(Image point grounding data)

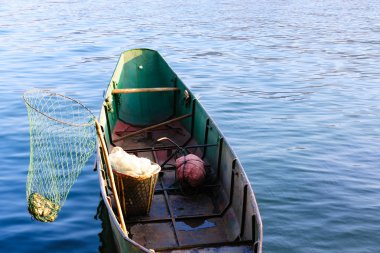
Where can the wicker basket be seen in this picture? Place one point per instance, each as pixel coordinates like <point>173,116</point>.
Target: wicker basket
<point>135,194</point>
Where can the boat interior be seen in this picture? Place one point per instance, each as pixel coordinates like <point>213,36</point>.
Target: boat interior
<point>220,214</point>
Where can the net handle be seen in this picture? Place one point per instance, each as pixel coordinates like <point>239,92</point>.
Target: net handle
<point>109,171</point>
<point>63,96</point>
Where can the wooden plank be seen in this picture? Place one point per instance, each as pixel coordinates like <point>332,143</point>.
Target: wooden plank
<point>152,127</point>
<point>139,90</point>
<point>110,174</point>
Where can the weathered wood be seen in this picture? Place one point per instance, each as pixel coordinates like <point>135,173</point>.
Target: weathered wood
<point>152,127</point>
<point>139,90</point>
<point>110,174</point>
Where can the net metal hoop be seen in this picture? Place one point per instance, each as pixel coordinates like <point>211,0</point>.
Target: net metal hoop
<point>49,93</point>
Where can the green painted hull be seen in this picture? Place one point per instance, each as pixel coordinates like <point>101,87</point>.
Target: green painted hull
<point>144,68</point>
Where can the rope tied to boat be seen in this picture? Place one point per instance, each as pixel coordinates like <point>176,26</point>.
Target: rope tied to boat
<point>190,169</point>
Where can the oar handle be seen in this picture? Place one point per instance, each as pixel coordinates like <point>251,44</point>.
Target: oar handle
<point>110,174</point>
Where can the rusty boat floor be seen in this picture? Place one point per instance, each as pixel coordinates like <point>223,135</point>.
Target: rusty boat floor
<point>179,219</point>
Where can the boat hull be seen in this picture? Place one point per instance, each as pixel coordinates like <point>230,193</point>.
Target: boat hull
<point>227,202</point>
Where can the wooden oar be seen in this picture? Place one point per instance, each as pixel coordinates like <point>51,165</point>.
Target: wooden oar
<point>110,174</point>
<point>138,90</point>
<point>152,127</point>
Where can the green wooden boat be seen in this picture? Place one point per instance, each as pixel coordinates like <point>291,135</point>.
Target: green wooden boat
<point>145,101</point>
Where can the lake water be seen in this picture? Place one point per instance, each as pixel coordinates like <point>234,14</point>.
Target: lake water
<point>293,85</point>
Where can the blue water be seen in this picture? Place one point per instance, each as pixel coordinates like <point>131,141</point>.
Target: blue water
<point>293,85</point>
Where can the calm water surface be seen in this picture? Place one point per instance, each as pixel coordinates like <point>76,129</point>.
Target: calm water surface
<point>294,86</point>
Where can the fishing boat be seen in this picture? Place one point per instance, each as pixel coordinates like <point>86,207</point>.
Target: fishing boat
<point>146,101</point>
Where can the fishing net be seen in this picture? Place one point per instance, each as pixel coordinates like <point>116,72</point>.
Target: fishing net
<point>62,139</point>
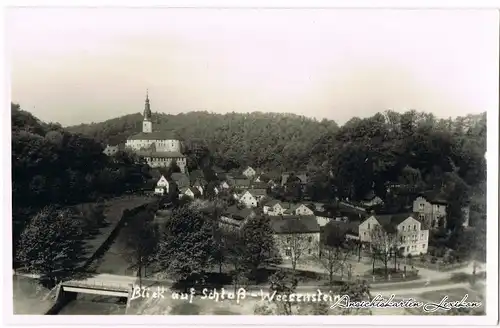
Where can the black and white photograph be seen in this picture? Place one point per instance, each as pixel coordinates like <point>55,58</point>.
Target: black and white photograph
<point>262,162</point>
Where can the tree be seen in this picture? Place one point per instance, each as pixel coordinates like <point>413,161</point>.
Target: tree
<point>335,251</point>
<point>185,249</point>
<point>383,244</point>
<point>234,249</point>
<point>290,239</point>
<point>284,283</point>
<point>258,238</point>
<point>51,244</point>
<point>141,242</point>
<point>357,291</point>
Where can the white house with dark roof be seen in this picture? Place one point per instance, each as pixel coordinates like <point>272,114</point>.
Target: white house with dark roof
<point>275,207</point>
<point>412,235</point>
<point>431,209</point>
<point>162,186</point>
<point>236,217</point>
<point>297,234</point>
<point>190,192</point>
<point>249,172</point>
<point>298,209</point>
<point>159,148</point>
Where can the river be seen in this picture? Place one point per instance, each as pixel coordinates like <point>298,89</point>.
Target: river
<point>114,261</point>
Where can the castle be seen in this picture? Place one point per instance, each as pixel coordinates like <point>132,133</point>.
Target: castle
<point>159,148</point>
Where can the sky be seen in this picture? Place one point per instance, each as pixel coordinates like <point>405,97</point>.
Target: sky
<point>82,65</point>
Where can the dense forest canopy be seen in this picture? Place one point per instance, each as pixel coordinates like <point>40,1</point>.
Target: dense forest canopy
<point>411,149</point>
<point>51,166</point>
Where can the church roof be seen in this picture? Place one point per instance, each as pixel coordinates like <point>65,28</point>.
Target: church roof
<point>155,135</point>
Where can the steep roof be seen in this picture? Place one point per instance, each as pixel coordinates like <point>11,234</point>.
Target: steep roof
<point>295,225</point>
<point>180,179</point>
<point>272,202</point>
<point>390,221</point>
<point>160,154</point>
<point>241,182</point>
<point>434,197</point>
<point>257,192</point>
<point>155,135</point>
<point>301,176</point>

# What this task involves
Using the records above, repeat exactly the run of lines that starts with the line with "Where can the boat hull" and goes on through the line with "Where can the white"; omit each picture.

# Solution below
Where can the boat hull be seen in this picture? Place one point per instance, each as pixel coordinates like <point>230,193</point>.
Target: boat hull
<point>227,202</point>
Where can the wooden oar be seen in this picture? Place one point per instance, each as pixel coordinates like <point>51,165</point>.
Target: wooden oar
<point>110,174</point>
<point>138,90</point>
<point>152,127</point>
Where can the green wooden boat be seen in this picture? Place one point per instance, each as pixel coordinates like <point>291,135</point>.
Target: green wooden boat
<point>145,101</point>
Where can the lake water be seen in this picture? Place one point per instance, each as pixel coordinates like <point>234,14</point>.
Target: lake water
<point>293,85</point>
Where can the blue water be seen in this picture? Place one point per instance, each as pixel coordinates like <point>131,141</point>.
Target: blue water
<point>293,85</point>
Where can the calm water surface be seen in this picture? Place one point per instance, each as pixel coordinates like <point>76,129</point>.
Target: calm water surface
<point>294,86</point>
Where can the fishing boat be seen in this picture? Place one point per instance, each as pixel coordinates like <point>86,207</point>.
Target: fishing boat
<point>146,101</point>
Where can the fishing net be seen in this picture? Place one point per instance, each as pixel coordinates like <point>116,72</point>.
Target: fishing net
<point>62,139</point>
Where can the black and white photograph be seen in this picture? Place one point per instance, each as pixel coordinates like <point>55,58</point>.
Target: black and white photograph
<point>262,162</point>
Where can the tree be seen in this picture? Place one point per instance, each as pixel coordinates like <point>413,161</point>.
Target: tree
<point>335,251</point>
<point>185,249</point>
<point>383,244</point>
<point>234,249</point>
<point>290,239</point>
<point>284,283</point>
<point>258,238</point>
<point>51,244</point>
<point>141,242</point>
<point>357,291</point>
Where can the white house with dark roof be seen in this picture? Place one point per instance, each as pixel coordinates like <point>272,114</point>.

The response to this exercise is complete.